** start Extract to read **

Compute Cohen’s ds and their SE, CI.

# since we have a repeated-meausres design, we now need the correlations of the ratings

cor.test(tdata$multiple_strength_rating, tdata$single_strength_rating)

## 
##  Pearson's product-moment correlation
## 
## data:  tdata$multiple_strength_rating and tdata$single_strength_rating
## t = -0.17482, df = 118, p-value = 0.8615
## alternative hypothesis: true correlation is not equal to 0
## 95 percent confidence interval:
##  -0.1947710  0.1636218
## sample estimates:
##         cor 
## -0.01609148

library(dplyr) # for pipe operator
# using the esc package because it gives SE of the ES directly
library(esc)

** end Extract to read **

» **Directions**
- a) In the R code excerpt, why is the esc package used?
- b) Translate this sentence from the R code excerpt into Spanish: "Compute Cohen’s ds and their SE, CI."

** start Excerpted data **

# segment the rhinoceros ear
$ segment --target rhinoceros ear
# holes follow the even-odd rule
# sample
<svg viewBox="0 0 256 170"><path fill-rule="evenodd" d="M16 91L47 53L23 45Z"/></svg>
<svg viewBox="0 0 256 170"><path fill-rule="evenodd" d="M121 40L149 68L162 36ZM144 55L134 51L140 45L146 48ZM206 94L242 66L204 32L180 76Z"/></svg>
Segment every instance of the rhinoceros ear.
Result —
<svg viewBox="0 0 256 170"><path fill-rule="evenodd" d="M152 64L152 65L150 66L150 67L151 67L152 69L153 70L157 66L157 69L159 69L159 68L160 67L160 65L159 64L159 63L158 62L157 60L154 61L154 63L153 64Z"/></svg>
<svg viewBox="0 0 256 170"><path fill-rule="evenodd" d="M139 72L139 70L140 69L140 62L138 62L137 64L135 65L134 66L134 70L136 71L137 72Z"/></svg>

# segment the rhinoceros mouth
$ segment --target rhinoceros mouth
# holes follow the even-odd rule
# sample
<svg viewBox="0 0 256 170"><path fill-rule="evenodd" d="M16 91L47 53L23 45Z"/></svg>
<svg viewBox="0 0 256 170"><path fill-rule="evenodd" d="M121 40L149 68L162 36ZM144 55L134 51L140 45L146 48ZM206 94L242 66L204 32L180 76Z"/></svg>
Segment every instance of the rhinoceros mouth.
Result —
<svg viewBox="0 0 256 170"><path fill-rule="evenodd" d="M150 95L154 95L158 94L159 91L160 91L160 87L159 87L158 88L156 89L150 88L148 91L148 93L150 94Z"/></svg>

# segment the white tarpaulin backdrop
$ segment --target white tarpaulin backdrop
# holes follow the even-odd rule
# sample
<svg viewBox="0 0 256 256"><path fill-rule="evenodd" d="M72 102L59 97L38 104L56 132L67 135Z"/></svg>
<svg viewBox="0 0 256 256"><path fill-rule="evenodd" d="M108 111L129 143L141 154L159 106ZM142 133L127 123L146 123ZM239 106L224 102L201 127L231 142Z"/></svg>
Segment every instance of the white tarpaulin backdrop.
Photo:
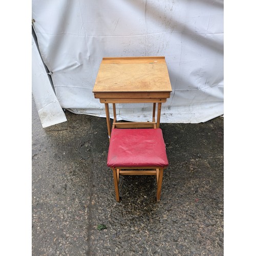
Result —
<svg viewBox="0 0 256 256"><path fill-rule="evenodd" d="M32 0L32 7L61 108L105 116L92 92L102 57L163 56L173 92L161 122L198 123L223 114L223 0ZM119 120L141 120L141 112L151 119L151 104L119 108Z"/></svg>

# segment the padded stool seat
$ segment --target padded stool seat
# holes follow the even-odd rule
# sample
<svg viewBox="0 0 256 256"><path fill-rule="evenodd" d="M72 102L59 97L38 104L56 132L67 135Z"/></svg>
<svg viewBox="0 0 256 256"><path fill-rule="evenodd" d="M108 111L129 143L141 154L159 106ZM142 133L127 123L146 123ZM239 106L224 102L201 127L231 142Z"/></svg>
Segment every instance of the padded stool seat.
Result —
<svg viewBox="0 0 256 256"><path fill-rule="evenodd" d="M120 167L168 166L162 130L156 129L113 129L107 165Z"/></svg>
<svg viewBox="0 0 256 256"><path fill-rule="evenodd" d="M107 165L113 172L116 200L120 175L155 175L157 201L160 198L163 169L168 165L160 129L114 129Z"/></svg>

** end Excerpted data **

» **Response list**
- a) It gives the SE of the ES directly.

- b) Calcula las ds de Cohen y su EE e IC.